§ Page text
## begin

On Dec. 9, 2020, the Federal Bureau of Investigation released detailed data on nearly 7.7 million criminal offenses reported through the National Incident-Based Reporting System (NIBRS) in 2019.

The annual NIBRS report presents data about victims, known offenders, and relationships for offenses reported in 23 categories with 52 offenses. It also presents arrest data for those crimes, as well as 10 additional categories for which only arrest data is collected.

The NIBRS, 2019 report page offers resources to view or download:

  • An interactive map to filter data by agency type, state and crime category.
  • A Summary of NIBRS, 2019 data
  • Data tables available in spreadsheets and PDFs
  • Methodology
  • Specific reports on Incidents and Offenses, Victims, Arrestees, and Crimes Against Persons, Property, and Society
  • Additional NIBRS resources, such as a guide to understanding NIBRS

Report Highlights

In 2019, 8,497 law enforcement agencies, whose jurisdictions covered more than 146.5 million U.S. inhabitants, submitted NIBRS data to the FBI’s Uniform Crime Reporting (UCR) Program. These agencies accounted for 51.3% of the 16,551 law enforcement agencies that submitted data to the UCR Program in 2019. The remaining agencies submitted their data to the program via the Summary Reporting System (SRS). NIBRS agencies reported 6,572,870 incidents involving 7,688,645 offenses, 8,116,849 victims, and 6,543,257 known offenders. In addition, these agencies reported 3,931,924 arrestees.

## end

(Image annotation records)
## begin

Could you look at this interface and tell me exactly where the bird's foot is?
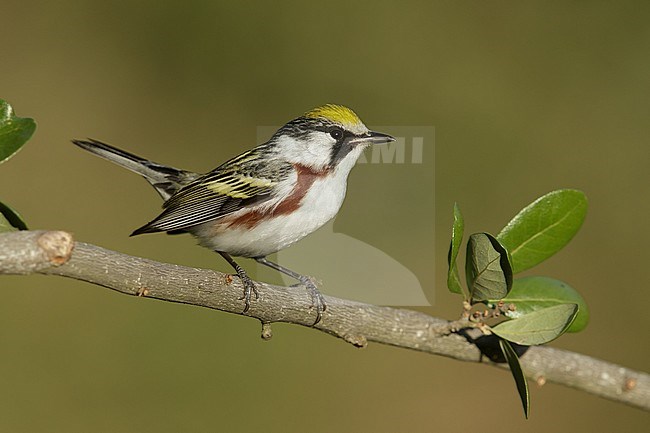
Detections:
[237,269,260,313]
[300,276,327,325]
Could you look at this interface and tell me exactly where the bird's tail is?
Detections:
[72,139,199,200]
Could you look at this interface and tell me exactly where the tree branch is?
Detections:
[0,231,650,410]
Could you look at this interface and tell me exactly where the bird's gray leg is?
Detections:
[217,251,260,313]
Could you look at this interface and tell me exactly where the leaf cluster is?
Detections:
[447,189,589,417]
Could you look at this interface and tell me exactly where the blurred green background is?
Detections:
[0,0,650,433]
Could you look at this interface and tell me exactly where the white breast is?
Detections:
[192,158,356,257]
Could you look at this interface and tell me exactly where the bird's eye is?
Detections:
[330,128,343,140]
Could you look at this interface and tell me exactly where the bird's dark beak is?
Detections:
[352,131,395,144]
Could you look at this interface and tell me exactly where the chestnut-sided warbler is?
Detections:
[73,104,394,323]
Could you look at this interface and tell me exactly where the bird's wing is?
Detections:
[132,149,295,235]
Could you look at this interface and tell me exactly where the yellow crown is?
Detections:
[305,104,363,129]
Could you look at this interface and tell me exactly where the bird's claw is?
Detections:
[238,274,260,313]
[301,277,327,325]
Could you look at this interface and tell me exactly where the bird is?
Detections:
[72,104,395,325]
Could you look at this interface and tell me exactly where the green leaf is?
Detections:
[492,277,589,332]
[447,203,465,294]
[465,233,512,302]
[497,189,587,273]
[0,99,36,163]
[499,339,530,419]
[0,201,27,232]
[491,304,578,346]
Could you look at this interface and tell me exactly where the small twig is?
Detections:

## end

§ Set exercise 1
Copy out the records from their first line through the line containing "[330,128,343,140]", requests included, and move every bounding box coordinate by -10. Leave the pictures out.
§ Set exercise 2
Write the next part of the text on the FBI's 2019 NIBRS data release, picking up after its final sentence.

§ Exercise result 1
Could you look at this interface and tell me exactly where the bird's foot is?
Detections:
[227,259,250,303]
[290,266,317,315]
Could you look at this interface and tell me exactly where the bird's tail is?
Detections:
[62,129,189,190]
Could you look at this interface and tell me exactly where the tree branch is?
Detections:
[-10,221,640,400]
Could you look at this interface and tell me exactly where the bird's gray leg is?
Detections:
[207,241,250,303]
Could you look at this interface and tell me exactly where the leaf cluster is?
Detections:
[437,179,579,407]
Could you look at this interface and tell me exactly where the blurred green background is?
Detections:
[-10,-10,640,423]
Could you look at this interface and tell me exactly where the white breast is?
Detections:
[182,148,346,247]
Could you look at this interface and tell me exactly where the bird's eye is?
Detections:
[320,118,333,130]

§ Exercise result 2
Of the reported offenses, 59.6% were crimes against property, 24.6% were crimes against persons, and 15.8% were crimes against society. Among these categories, the offenses most reported include larceny/theft offenses, assault offenses, and drug/narcotic offenses, respectively.

Transition to NIBRS

Beginning January 1, 2021, the UCR Program is completing its transition to NIBRS-only data collection. NIBRS captures details on each single crime incident—as well as on separate offenses within the same incident—including information on victims, known offenders, relationships between victims and offenders, arrestees, and property involved in crimes. Unlike data reported through the UCR Program’s traditional Summary Reporting System—an aggregate monthly tally of crimes—NIBRS goes much deeper because of its ability to provide circumstances and context for crimes like location, time of day, and whether the incident was cleared.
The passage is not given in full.